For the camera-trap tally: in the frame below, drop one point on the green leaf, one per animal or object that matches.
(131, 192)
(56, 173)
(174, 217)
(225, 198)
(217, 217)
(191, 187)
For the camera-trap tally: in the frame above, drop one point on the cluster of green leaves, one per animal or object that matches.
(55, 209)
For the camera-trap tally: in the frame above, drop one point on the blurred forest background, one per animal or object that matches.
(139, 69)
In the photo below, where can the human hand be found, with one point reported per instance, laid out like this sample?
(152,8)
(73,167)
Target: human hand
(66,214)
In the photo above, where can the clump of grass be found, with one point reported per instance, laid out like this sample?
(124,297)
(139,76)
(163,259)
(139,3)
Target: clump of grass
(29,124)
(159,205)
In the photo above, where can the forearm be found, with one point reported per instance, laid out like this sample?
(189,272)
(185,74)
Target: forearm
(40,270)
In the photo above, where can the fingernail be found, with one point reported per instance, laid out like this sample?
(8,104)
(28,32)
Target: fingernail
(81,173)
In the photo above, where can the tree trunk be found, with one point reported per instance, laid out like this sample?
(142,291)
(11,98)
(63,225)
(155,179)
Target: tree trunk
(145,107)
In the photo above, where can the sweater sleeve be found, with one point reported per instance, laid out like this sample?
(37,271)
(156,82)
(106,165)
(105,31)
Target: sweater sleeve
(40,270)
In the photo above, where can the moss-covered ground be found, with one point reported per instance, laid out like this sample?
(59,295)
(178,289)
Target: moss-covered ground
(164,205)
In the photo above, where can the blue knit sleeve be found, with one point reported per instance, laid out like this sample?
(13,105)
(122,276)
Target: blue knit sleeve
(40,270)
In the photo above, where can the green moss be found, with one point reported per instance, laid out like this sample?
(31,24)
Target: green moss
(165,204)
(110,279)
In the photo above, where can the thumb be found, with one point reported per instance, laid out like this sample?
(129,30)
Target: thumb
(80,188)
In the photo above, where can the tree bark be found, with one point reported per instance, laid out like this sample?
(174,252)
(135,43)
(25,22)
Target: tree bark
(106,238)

==================================================

YOUR OBJECTIVE
Look above for the line containing "In the photo above, where can the sweater"; copy from it through the last line, exactly, and nothing more.

TASK RESPONSE
In the photo above, where can the sweater sleeve be found, with one point reported per instance, laid out like this sample?
(37,271)
(156,82)
(106,165)
(105,31)
Target: sweater sleeve
(40,270)
In the photo above, where can the moss-covered ground be found, with one point reported per instance, laid out like this sample?
(59,295)
(178,289)
Target: moss-covered ground
(164,205)
In the photo above, where can the blue knit sleeve be found, with one point reported per instance, laid out like this sample?
(13,105)
(122,276)
Target: blue knit sleeve
(40,270)
In the photo above, where can the green moss be found, with one point reported per instance, laid out like this sample?
(31,24)
Target: green moss
(165,204)
(110,279)
In the photo above, where can the thumb be found, with one point reported per instance, laid out like this sample?
(129,30)
Target: thumb
(80,188)
In the photo above, where can the tree bark be found, with one point reported per instance, laid out like this sample?
(174,252)
(135,43)
(25,22)
Target: tree bark
(106,238)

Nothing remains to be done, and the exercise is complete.